• WHAT YOU NEED TO DO
Count the lines in the records below that contain the string "green". Reply with the number alone.
--
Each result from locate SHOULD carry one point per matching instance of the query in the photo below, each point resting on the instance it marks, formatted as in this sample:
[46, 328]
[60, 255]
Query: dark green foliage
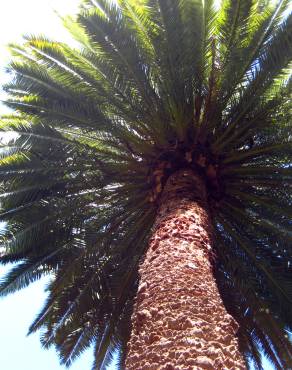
[154, 86]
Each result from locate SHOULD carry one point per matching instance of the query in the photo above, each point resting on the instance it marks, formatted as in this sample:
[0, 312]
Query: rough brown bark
[179, 320]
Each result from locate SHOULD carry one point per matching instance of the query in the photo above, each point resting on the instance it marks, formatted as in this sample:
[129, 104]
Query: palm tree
[159, 148]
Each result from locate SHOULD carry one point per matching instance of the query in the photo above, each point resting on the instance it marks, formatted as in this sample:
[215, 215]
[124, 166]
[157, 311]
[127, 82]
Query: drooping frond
[153, 86]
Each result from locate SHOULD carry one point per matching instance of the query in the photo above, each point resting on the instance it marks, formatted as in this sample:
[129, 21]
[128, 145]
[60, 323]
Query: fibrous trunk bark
[179, 320]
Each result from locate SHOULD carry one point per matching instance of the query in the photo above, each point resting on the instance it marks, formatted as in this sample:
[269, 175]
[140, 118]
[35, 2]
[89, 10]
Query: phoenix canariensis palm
[156, 91]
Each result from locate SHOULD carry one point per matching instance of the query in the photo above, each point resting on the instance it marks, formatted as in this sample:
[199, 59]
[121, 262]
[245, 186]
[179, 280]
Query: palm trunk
[179, 320]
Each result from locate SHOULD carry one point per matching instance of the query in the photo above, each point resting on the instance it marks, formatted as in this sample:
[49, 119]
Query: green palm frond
[152, 87]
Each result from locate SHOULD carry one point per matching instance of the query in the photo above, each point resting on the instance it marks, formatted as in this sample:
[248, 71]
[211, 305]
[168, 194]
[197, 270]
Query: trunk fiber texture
[179, 320]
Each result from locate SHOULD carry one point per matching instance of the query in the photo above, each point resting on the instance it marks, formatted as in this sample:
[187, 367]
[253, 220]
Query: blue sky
[18, 352]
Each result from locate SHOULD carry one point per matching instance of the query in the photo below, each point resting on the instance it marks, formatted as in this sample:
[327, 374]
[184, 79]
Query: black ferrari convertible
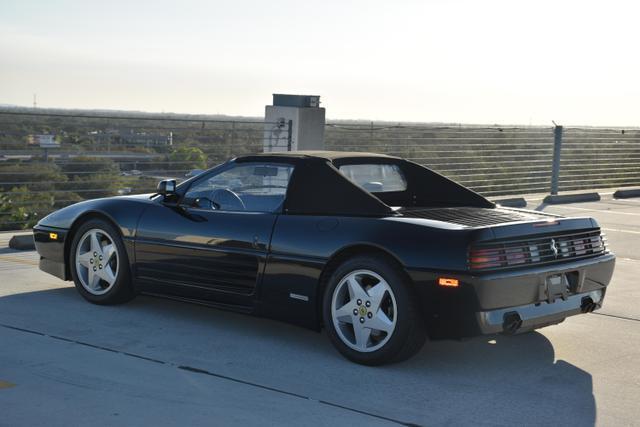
[380, 251]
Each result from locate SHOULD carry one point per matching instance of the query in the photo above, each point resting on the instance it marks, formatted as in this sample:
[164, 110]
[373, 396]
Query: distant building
[131, 137]
[44, 141]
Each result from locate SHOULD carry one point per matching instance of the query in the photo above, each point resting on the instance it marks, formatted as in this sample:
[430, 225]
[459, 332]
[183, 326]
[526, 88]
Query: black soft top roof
[318, 188]
[289, 156]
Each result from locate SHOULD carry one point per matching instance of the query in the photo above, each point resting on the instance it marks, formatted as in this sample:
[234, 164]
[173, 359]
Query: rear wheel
[370, 313]
[99, 264]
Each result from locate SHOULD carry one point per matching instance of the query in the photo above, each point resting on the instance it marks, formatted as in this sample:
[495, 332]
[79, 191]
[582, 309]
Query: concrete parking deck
[152, 361]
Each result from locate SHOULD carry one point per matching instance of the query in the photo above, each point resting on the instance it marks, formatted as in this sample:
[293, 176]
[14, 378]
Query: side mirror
[167, 187]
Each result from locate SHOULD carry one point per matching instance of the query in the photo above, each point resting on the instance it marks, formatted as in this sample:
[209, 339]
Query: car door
[213, 245]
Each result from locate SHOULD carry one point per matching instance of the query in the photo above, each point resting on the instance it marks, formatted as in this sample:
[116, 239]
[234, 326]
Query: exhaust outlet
[511, 323]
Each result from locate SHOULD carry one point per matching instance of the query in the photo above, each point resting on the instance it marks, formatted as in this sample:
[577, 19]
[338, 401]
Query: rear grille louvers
[536, 250]
[473, 217]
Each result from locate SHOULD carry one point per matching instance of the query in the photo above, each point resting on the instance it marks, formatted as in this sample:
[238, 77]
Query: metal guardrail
[105, 155]
[501, 161]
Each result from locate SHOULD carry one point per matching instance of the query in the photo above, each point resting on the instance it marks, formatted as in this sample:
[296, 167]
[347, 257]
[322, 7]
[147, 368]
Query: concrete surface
[152, 361]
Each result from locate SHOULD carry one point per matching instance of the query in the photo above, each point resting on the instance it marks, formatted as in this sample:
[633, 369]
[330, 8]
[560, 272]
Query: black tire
[409, 334]
[122, 290]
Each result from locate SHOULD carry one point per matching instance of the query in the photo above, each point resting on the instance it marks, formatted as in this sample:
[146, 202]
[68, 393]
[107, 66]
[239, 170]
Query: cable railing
[499, 160]
[88, 156]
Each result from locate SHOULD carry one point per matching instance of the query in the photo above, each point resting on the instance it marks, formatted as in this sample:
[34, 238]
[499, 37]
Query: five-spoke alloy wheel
[371, 313]
[364, 310]
[99, 263]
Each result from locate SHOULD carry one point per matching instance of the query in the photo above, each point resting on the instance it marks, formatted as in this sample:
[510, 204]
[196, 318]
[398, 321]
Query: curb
[625, 194]
[571, 198]
[516, 202]
[22, 242]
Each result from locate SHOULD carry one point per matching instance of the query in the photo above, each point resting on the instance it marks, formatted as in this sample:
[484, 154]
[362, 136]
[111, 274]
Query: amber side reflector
[446, 281]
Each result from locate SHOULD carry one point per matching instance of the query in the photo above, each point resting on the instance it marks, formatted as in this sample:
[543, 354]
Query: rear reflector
[446, 281]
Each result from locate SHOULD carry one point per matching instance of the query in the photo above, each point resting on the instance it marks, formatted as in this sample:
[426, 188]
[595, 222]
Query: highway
[64, 362]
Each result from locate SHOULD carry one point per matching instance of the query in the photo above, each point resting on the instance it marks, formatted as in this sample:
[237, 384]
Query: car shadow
[488, 380]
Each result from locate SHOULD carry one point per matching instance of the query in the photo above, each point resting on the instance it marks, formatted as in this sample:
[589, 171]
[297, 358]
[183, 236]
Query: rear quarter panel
[302, 245]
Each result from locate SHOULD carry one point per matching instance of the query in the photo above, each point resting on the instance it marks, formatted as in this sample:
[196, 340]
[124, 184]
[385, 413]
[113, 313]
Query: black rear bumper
[479, 304]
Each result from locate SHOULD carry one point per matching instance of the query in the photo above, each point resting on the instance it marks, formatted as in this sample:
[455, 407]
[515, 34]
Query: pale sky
[512, 62]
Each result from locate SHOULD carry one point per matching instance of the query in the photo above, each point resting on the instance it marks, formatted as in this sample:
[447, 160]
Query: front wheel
[99, 264]
[370, 313]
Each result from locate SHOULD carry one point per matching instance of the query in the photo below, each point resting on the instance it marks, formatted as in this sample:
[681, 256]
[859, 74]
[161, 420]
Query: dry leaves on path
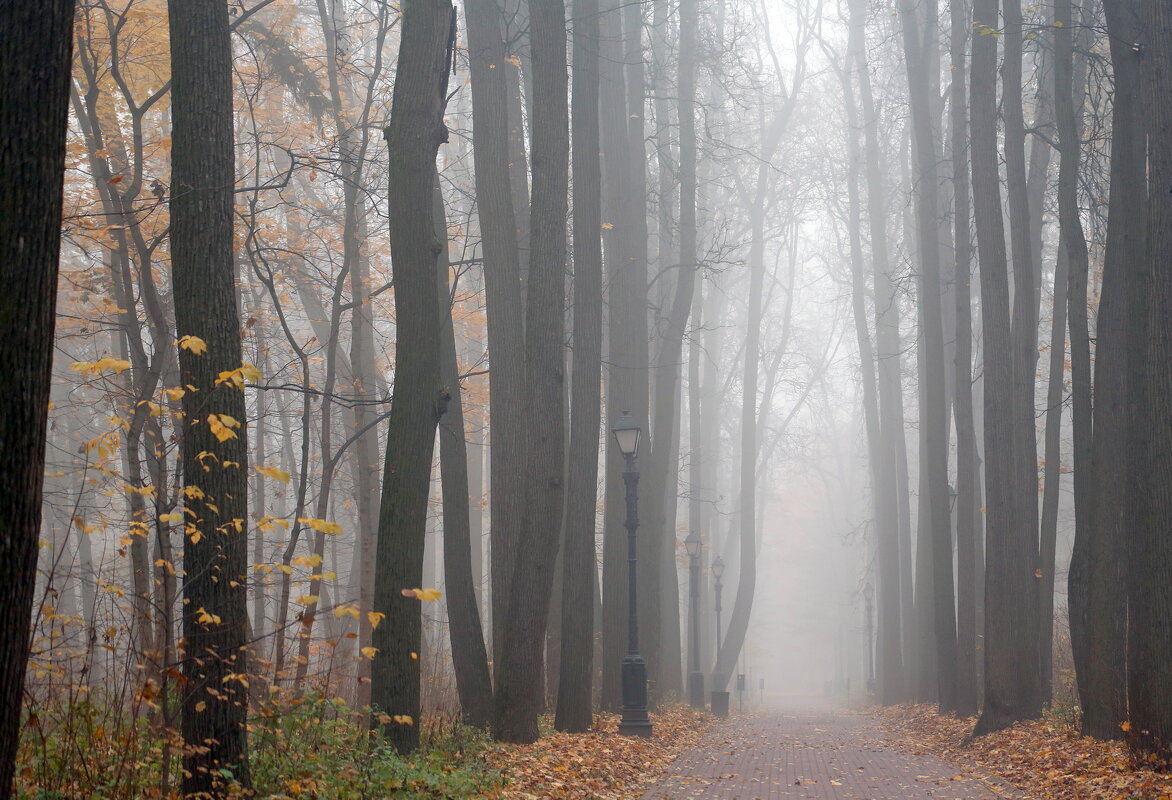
--
• WORKED SOLUTION
2